EXCERPT TO READ:
§
What metrics are most useful for measuring 3rd party risk?
Sort by:
Here are three quick things to check when evaluating third-party risk: verify the vendor's compliance certifications (e.g., SOC 2, ISO 27001), review their incident history for any past breaches or security issues, and assess their financial stability to ensure long-term viability.
I STRONGLY recommend reviewing the NIST Cybersecurity Framework (CSF) and NIST Special Publication 800-171 for valuable insights into third-party risk management. The NIST CSF provides a structured approach to managing risks, focusing on key areas like identification, protection, detection, response, and recovery. Meanwhile, SP 800-171 outlines specific security requirements for protecting controlled unclassified information in non-federal systems. Together, these resources offer essential guidance for effectively managing third-party partnerships. You can access them at [NIST Cybersecurity Framework](https://www.nist.gov/cyberframework) and [NIST SP 800-171](https://csrc.nist.gov/publications/detail/sp/800-171/rev-2/final).
§
TASK DESCRIPTION:
Please carry on the thread on measuring third-party risk, picking up right after its last post. The records come from a different source than the thread on measuring third-party risk.

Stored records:
§
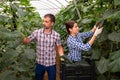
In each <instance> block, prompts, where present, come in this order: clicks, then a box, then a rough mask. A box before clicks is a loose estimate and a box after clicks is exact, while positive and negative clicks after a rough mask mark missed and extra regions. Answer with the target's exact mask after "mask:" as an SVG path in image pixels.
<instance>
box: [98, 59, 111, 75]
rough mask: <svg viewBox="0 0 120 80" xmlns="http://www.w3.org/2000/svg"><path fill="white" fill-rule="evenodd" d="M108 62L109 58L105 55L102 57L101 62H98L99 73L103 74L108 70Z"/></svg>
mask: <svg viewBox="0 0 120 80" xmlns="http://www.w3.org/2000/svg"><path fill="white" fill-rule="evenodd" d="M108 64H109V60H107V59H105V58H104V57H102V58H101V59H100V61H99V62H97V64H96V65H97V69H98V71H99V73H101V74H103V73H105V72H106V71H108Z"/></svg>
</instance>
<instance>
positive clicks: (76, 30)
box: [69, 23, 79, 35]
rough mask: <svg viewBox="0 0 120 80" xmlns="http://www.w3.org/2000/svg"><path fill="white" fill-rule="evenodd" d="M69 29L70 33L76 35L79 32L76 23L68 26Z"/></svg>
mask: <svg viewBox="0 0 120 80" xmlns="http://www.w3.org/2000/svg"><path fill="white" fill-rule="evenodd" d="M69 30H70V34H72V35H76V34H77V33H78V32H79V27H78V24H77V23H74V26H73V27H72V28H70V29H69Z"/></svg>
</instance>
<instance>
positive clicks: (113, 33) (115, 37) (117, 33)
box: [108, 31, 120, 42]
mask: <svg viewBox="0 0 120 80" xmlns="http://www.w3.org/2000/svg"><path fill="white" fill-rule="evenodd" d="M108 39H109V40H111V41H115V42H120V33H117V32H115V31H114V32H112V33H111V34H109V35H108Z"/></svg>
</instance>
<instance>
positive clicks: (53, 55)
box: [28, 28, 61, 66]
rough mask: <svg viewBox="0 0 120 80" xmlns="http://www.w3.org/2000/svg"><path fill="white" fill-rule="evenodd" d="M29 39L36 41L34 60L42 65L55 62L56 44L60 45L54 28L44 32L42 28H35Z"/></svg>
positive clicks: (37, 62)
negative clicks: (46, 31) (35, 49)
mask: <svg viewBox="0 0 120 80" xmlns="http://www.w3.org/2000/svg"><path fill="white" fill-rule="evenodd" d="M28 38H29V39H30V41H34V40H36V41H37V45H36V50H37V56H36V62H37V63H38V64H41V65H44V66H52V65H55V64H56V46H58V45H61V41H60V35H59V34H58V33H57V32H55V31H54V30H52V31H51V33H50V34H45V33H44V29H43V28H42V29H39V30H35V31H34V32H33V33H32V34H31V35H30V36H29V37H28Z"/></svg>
§
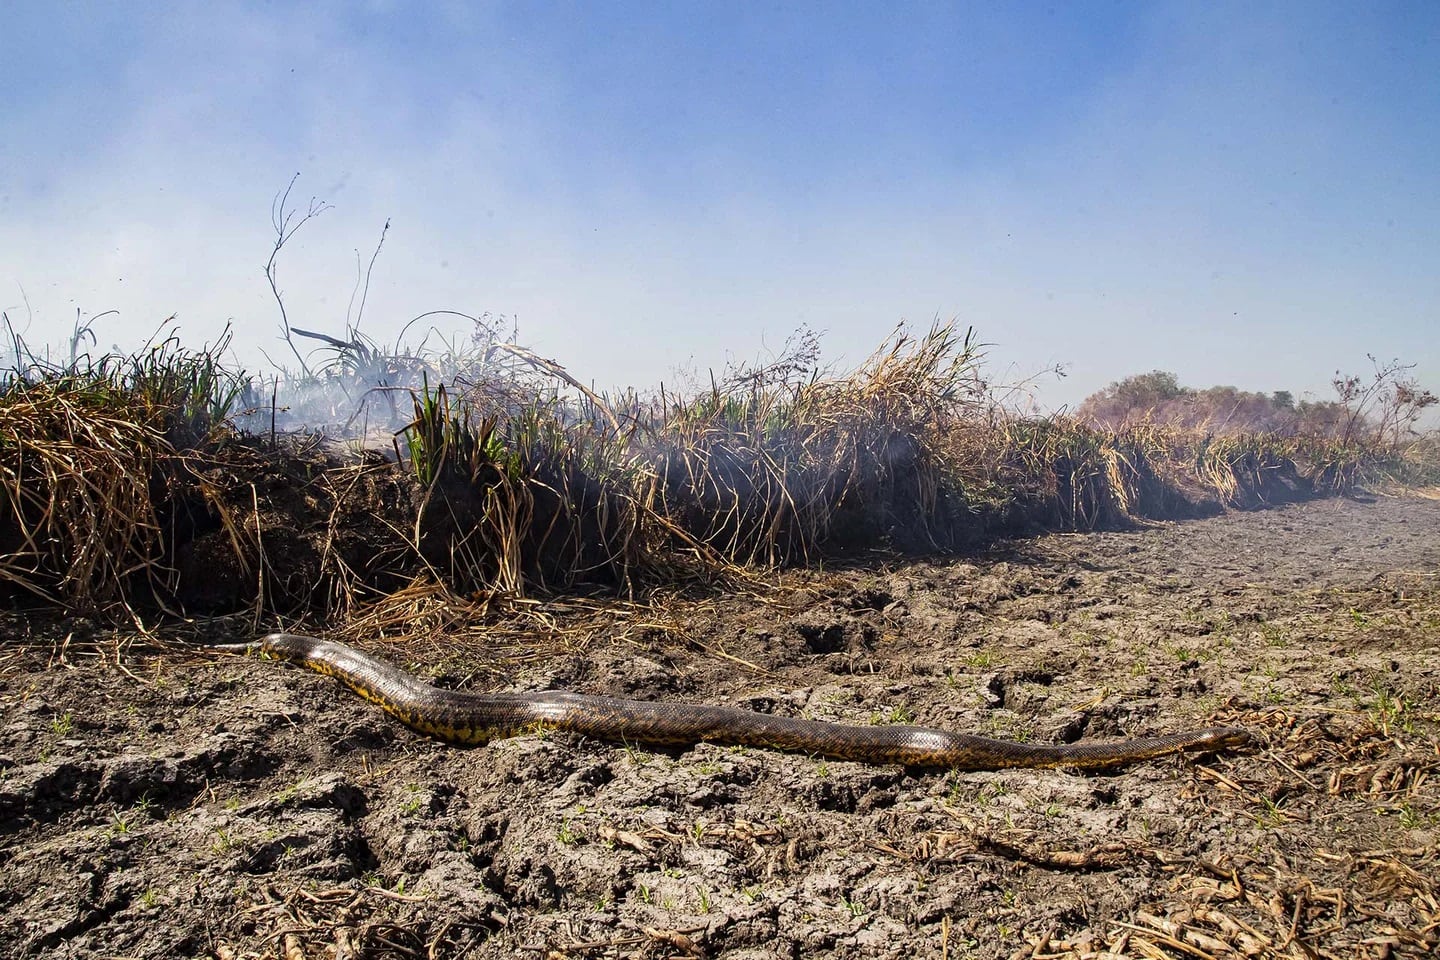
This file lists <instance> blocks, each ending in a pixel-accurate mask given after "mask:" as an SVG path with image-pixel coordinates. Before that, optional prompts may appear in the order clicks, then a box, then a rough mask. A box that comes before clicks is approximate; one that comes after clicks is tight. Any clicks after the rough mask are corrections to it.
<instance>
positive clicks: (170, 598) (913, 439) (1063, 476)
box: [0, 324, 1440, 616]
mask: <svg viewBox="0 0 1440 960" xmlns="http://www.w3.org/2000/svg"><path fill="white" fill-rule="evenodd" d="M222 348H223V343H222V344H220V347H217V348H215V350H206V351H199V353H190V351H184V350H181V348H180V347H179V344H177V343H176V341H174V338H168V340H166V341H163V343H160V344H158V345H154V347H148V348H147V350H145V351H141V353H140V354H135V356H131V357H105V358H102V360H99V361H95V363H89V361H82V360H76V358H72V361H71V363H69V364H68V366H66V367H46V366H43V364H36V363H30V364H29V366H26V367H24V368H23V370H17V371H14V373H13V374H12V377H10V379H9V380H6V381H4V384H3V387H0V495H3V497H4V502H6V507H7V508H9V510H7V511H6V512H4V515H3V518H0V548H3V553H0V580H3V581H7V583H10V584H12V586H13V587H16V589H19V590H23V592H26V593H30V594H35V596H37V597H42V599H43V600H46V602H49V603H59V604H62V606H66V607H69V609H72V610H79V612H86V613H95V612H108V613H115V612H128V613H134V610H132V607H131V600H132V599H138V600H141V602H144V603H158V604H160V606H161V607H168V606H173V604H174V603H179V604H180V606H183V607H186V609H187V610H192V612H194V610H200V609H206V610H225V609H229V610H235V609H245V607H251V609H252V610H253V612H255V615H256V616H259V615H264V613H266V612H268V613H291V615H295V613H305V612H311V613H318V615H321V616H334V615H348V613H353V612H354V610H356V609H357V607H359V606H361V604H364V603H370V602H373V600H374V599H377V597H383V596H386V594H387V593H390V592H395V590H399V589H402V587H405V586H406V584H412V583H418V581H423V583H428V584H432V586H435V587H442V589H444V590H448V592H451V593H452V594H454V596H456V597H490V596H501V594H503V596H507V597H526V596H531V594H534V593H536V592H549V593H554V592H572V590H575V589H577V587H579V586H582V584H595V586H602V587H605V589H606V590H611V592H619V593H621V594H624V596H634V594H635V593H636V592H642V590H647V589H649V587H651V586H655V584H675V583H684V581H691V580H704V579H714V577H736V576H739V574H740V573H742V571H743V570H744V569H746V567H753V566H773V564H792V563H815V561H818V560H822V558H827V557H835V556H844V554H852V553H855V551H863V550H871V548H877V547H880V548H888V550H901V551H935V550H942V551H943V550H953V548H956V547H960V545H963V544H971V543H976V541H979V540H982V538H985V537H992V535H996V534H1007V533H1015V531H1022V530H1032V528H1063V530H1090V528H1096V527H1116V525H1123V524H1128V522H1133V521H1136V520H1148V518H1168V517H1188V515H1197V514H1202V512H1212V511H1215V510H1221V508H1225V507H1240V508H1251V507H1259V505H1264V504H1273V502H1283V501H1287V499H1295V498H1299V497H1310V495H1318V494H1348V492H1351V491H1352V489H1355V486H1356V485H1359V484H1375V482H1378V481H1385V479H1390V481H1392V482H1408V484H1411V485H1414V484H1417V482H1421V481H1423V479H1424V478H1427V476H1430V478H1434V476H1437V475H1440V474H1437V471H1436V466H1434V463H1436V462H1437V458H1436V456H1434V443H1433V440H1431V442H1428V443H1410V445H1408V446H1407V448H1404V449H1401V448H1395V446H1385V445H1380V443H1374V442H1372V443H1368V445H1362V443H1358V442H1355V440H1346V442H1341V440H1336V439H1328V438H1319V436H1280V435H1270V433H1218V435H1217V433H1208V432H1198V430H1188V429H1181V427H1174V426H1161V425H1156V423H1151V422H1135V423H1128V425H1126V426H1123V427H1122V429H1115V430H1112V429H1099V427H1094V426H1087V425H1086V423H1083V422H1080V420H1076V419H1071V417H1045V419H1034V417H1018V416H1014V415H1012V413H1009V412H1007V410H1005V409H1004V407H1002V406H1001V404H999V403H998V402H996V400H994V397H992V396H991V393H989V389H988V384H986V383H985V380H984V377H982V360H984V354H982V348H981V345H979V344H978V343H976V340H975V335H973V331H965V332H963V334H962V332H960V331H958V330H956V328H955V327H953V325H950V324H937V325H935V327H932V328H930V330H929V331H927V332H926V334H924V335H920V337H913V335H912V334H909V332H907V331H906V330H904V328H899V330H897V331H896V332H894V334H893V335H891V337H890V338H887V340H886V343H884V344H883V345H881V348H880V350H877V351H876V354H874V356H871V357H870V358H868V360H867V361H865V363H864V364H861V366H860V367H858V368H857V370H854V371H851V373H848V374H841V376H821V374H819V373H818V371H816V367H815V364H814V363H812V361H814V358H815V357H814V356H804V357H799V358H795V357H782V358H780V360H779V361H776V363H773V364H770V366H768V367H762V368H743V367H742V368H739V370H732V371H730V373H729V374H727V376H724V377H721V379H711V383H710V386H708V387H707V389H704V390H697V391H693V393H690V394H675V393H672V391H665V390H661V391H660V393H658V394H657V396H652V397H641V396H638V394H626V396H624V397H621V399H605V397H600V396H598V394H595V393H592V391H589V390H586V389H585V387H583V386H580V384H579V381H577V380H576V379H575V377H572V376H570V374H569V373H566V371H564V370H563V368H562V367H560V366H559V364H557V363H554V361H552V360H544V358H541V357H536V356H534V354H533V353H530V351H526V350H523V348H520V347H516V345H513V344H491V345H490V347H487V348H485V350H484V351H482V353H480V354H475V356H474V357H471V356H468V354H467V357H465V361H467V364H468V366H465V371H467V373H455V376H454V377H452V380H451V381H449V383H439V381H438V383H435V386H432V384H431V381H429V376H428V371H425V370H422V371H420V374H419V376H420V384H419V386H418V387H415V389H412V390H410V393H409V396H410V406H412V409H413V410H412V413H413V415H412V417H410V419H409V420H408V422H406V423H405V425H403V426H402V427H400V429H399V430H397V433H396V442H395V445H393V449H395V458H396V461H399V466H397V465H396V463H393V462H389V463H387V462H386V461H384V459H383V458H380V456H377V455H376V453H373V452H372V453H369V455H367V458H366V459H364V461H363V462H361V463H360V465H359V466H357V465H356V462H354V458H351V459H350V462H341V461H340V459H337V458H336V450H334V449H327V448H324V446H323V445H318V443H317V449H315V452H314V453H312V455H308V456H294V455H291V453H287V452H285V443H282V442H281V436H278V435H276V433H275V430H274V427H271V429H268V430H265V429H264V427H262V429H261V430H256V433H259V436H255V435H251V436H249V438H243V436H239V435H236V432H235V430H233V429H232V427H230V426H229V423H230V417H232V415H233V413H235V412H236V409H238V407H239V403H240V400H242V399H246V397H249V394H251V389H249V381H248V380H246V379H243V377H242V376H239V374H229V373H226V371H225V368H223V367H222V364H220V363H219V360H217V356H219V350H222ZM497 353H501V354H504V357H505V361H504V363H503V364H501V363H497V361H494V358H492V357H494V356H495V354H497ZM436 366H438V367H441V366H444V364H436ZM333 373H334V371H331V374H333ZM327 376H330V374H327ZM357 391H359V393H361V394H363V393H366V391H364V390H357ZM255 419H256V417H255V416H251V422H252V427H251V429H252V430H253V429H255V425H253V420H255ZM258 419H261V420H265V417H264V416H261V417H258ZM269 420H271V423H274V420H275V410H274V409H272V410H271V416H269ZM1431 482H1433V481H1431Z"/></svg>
§
TASK OUTPUT:
For us it is what data is available to them and what is their privacy policy as well as whether or not they have a SOC report that covers the services we are engaging with
Evidence of secure development practices and associated tools and policies.
Evidence of Vulnerability and Exposure management schedule both past and future.
Metrics surrounding MTTR (Mean TIme to Remediate) of high and critical severity vulnerabilites.
Evidence of continuing assessment and monitoring.
Access control approvals particularly access to production environments and internal network and applications.
Evidence of staff training and awareness.